Filtra los registros de abajo y copia cada línea en la que aparezca la palabra "window".

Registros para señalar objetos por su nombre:
┌────────

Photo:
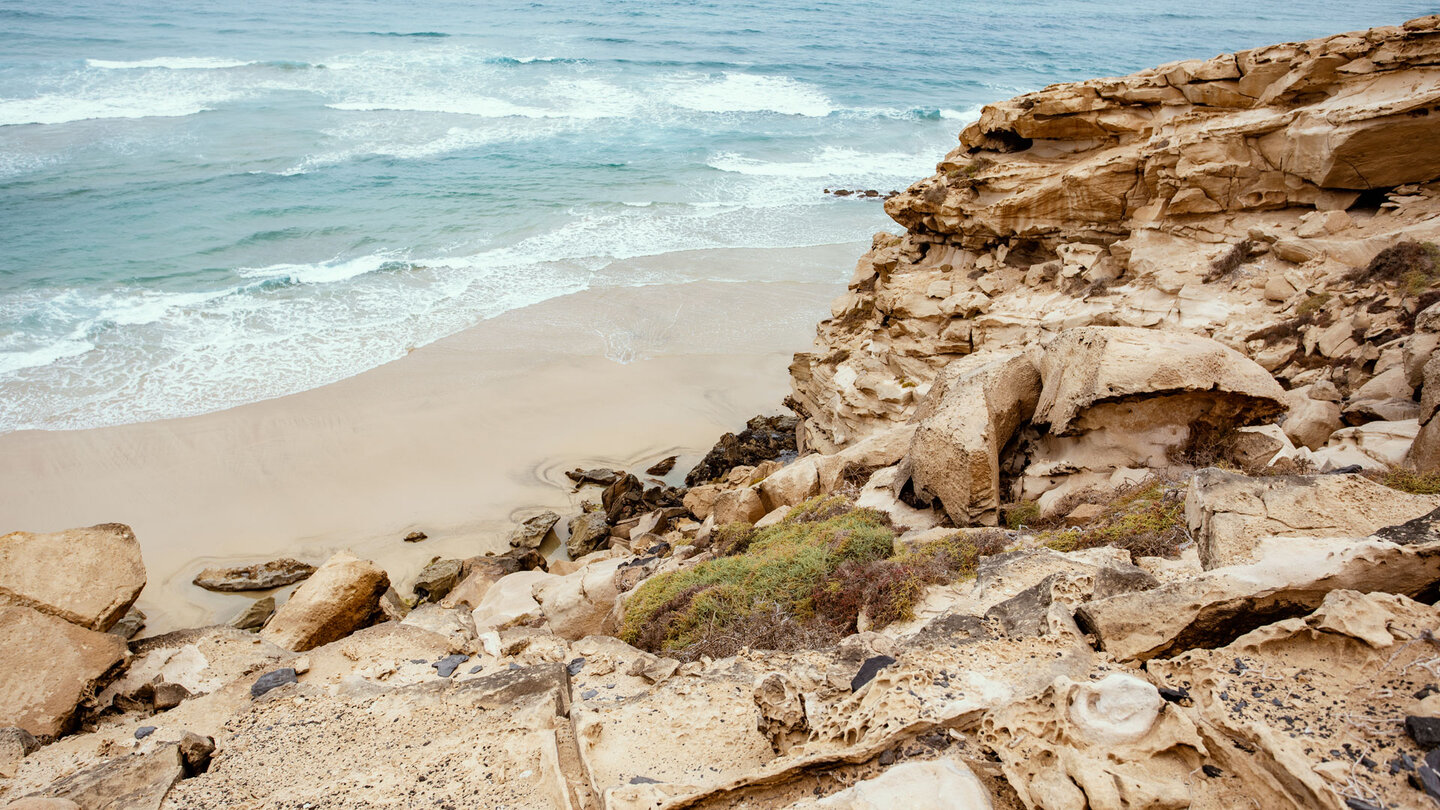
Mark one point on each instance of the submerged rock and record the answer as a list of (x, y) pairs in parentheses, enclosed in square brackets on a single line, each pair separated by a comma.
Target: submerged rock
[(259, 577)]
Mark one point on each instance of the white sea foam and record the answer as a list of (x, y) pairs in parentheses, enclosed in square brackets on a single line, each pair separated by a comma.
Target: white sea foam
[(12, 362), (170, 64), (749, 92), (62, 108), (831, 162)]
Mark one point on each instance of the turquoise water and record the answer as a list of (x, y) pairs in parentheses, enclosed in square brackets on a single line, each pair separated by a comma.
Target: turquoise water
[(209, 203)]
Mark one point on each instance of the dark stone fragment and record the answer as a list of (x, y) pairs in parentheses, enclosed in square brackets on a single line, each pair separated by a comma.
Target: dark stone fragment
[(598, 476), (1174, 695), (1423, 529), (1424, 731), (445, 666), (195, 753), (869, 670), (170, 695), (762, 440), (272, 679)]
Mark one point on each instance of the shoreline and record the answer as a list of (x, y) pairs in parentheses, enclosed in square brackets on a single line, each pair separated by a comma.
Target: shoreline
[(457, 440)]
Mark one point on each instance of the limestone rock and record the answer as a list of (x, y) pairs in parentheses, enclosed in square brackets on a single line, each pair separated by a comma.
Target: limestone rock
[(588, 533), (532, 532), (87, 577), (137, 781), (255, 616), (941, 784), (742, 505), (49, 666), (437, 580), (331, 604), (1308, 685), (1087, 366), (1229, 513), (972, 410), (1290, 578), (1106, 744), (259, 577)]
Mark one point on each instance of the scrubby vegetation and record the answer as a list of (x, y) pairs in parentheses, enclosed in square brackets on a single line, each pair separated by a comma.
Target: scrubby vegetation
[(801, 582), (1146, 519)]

└────────
┌────────

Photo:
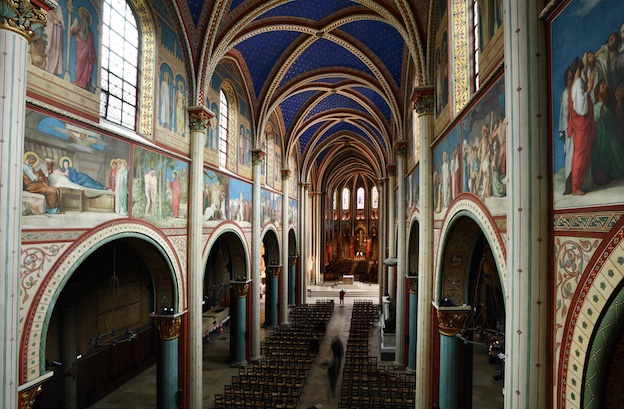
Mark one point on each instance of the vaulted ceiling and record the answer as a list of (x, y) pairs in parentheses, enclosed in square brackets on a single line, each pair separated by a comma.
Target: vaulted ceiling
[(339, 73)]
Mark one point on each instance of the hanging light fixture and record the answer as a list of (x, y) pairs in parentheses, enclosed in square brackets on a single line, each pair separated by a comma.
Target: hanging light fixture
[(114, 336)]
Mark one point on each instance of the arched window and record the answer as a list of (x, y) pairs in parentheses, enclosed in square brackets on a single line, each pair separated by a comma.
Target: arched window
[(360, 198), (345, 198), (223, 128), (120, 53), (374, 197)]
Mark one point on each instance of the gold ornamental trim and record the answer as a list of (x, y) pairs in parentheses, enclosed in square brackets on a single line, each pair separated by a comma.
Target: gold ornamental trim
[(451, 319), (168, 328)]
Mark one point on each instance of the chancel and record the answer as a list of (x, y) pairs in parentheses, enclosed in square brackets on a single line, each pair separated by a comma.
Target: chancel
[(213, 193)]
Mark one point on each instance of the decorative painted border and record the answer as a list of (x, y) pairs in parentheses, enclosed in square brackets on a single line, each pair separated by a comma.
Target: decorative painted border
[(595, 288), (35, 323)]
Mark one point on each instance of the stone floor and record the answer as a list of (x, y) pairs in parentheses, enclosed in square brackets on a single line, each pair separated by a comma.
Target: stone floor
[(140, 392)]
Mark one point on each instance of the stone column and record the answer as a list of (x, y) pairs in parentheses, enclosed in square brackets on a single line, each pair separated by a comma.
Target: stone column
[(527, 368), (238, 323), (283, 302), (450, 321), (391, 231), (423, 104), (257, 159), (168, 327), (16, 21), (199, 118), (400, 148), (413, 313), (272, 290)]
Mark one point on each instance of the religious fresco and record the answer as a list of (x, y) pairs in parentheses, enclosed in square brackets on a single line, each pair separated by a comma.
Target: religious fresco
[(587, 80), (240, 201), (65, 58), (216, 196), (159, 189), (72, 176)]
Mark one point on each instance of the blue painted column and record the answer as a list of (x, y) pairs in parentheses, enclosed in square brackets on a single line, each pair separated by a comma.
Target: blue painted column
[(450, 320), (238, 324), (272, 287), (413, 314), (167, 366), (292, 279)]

└────────

Solución del ejercicio
Mark one point on each instance of the arched window and record the answer as a list of (x, y) pairs in parentheses, enclosed in square brackets on a single line, each pair separated by a comma.
Target: arched window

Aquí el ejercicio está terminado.